**Brief**
Reproduce word for word the whole passage below about a child's scares and a night of experimental heavy music.

My 4-year-old daughter is going through a phase where she loves to spook me by sneaking around the house and screaming directly in my face, and I can’t even be mad about it; her technique is pretty good.
She did this to me in bed the other morning when I should have already been awake. Bolting upright, I remembered an old familiar thrill that I used to feel at metal and hardcore shows in high school: the primal jolt of adrenaline, the giddy fear, the ringing in my ears. She collapsed into the bed laughing, and I woke up smiling for the first time in weeks.
There’s something instinctual about good heavy music and about children’s games. That’s part of the reason why I’ve been wanting to interview fellow dad Travis Andrews, an avant-garde and metal guitarist from the San Francisco Bay Area.
Our paths crossed once in 2015, when he and percussionist Andy Meyerson brought their high-concept experimental duo The Living Earth Show to Charleston’s Spoleto Festival USA. I was writing for the alt-weekly newspaper in town back then, and when I walked into the theater to review the show, I was a little intimidated. There was a fish bowl full of free earplugs at the bar so audience members could protect their hearing, and people who’d seen their other set from the night before still appeared shell-shocked and baffled by what they’d heard.
And then I sat through the show and loved it. I barely comprehended the theory or the broader musical concepts they were working with, but the songs connected on an emotional level, and isn’t that enough? I gave it an “A.”

**Listing**
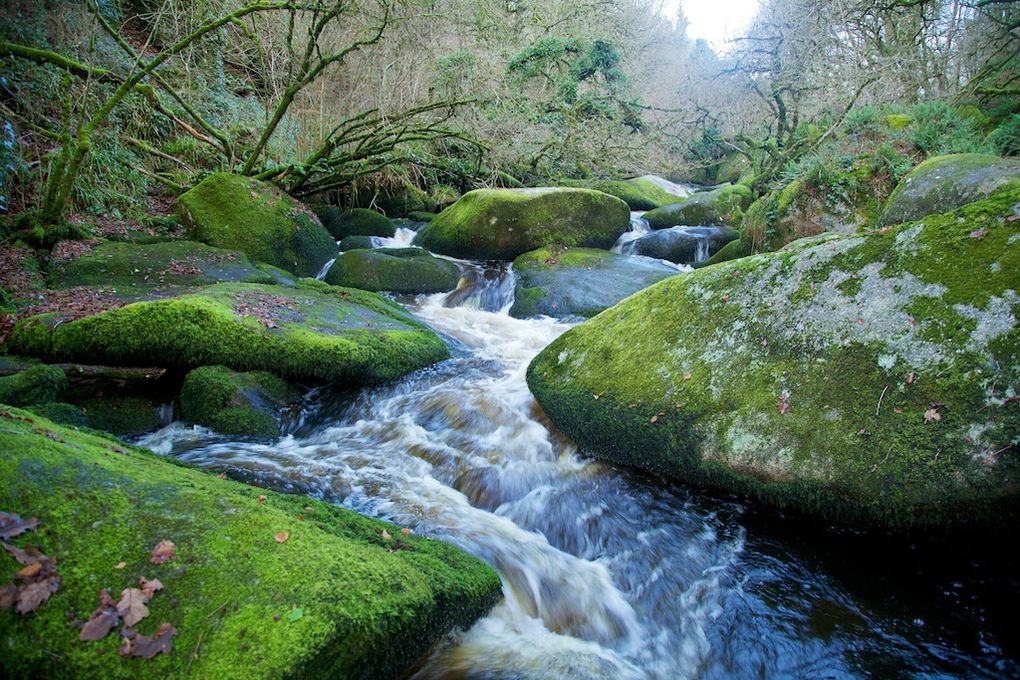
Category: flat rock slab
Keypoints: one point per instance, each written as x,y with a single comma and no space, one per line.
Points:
258,585
311,331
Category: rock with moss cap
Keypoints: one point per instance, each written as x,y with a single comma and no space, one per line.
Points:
265,585
946,182
35,384
311,331
240,213
579,281
643,193
720,206
356,222
862,378
504,223
394,269
155,270
233,403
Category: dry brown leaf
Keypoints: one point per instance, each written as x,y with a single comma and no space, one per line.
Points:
163,552
132,606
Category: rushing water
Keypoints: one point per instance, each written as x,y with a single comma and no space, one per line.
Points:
609,573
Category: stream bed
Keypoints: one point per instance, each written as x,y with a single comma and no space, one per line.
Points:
609,573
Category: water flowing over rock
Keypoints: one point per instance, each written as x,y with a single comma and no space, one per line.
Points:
682,245
579,281
867,378
503,223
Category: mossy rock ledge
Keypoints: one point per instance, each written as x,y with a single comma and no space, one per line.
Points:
720,206
239,213
503,223
395,269
310,331
579,281
946,182
335,598
867,379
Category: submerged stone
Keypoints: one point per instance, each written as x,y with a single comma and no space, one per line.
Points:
336,597
946,182
310,331
682,245
579,281
503,223
867,378
395,269
723,205
240,213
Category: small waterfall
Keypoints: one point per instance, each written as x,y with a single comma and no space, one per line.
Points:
639,227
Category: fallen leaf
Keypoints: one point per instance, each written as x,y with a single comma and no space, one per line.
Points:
132,606
147,646
12,525
150,587
163,552
31,595
96,628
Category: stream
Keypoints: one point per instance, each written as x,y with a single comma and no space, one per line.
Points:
609,573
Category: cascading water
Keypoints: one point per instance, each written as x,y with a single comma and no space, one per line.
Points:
607,573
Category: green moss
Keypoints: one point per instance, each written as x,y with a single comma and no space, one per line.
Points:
731,251
239,213
156,269
309,331
722,206
395,269
946,182
802,378
501,224
35,384
233,403
369,607
356,222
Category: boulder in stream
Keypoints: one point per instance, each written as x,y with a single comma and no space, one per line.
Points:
263,584
411,270
310,331
503,223
868,378
722,205
579,281
240,213
946,182
682,245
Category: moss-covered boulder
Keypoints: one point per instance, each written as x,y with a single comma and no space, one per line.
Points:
723,205
259,585
395,269
579,281
309,331
682,245
503,223
862,378
356,222
946,182
639,193
35,384
233,403
161,269
239,213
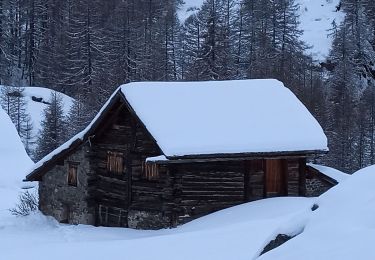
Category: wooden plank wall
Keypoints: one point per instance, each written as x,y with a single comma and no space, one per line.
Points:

**Complete output**
My 4-year-old daughter is going through a phase where she loves to spook me by sneaking around the house and screaming directly in my face, and I can’t even be mad about it; her technique is pretty good.
She did this to me in bed the other morning when I should have already been awake. Bolting upright, I remembered an old familiar thrill that I used to feel at metal and hardcore shows in high school: the primal jolt of adrenaline, the giddy fear, the ringing in my ears. She collapsed into the bed laughing, and I woke up smiling for the first time in weeks.
There’s something instinctual about good heavy music and about children’s games. That’s part of the reason why I’ve been wanting to interview fellow dad Travis Andrews, an avant-garde and metal guitarist from the San Francisco Bay Area.
Our paths crossed once in 2015, when he and percussionist Andy Meyerson brought their high-concept experimental duo The Living Earth Show to Charleston’s Spoleto Festival USA. I was writing for the alt-weekly newspaper in town back then, and when I walked into the theater to review the show, I was a little intimidated. There was a fish bowl full of free earplugs at the bar so audience members could protect their hearing, and people who’d seen their other set from the night before still appeared shell-shocked and baffled by what they’d heard.
And then I sat through the show and loved it. I barely comprehended the theory or the broader musical concepts they were working with, but the songs connected on an emotional level, and isn’t that enough? I gave it an “A.”